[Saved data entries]

'''

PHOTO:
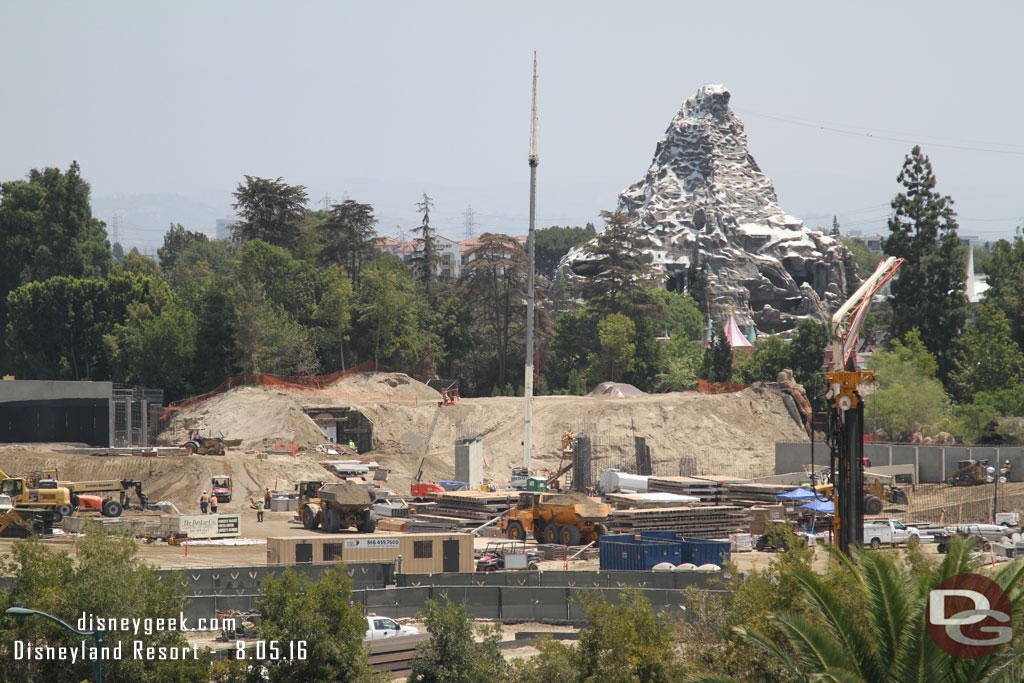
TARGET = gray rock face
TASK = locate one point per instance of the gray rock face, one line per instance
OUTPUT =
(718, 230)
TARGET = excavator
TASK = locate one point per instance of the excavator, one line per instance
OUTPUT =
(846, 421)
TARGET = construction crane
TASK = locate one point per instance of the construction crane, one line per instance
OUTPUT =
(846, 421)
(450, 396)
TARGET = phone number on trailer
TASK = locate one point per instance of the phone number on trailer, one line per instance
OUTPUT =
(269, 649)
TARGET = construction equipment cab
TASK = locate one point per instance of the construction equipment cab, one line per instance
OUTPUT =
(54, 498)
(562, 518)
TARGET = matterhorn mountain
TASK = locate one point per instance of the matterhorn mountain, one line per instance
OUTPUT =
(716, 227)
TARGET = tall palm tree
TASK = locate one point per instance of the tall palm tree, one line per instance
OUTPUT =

'''

→ What to do: Leave out the pictures and copy the rest of the material above exactly.

→ Response:
PHOTO:
TARGET = gray rock face
TASK = locate one point per instance of the gray rock face, one line per instance
OUTPUT =
(718, 230)
TARGET = excavator
TASK = locate one point per instance of the excavator, one line per instance
OUTPUT =
(846, 421)
TARGET = construction crane
TASK = locate one point per instance of the construction crane, one line per instance
OUTPUT =
(846, 421)
(450, 396)
TARGET = phone number on trailer
TASK = locate one point per instance of the phone number on trailer, one line per instance
OUTPUT =
(269, 649)
TARGET = construction equipment cab
TASK = locate one point per instance of the construction equipment cab, one line per instance
OUTPUT =
(54, 498)
(562, 518)
TARGET = matterhorn mountain
TASK = locate one point per instance of the matterhorn mountain, one line per instance
OUTPUT =
(716, 227)
TARGET = tall palm tree
TASK = locate one point per instance of the tall palm tree, one line per instance
OUTPUT =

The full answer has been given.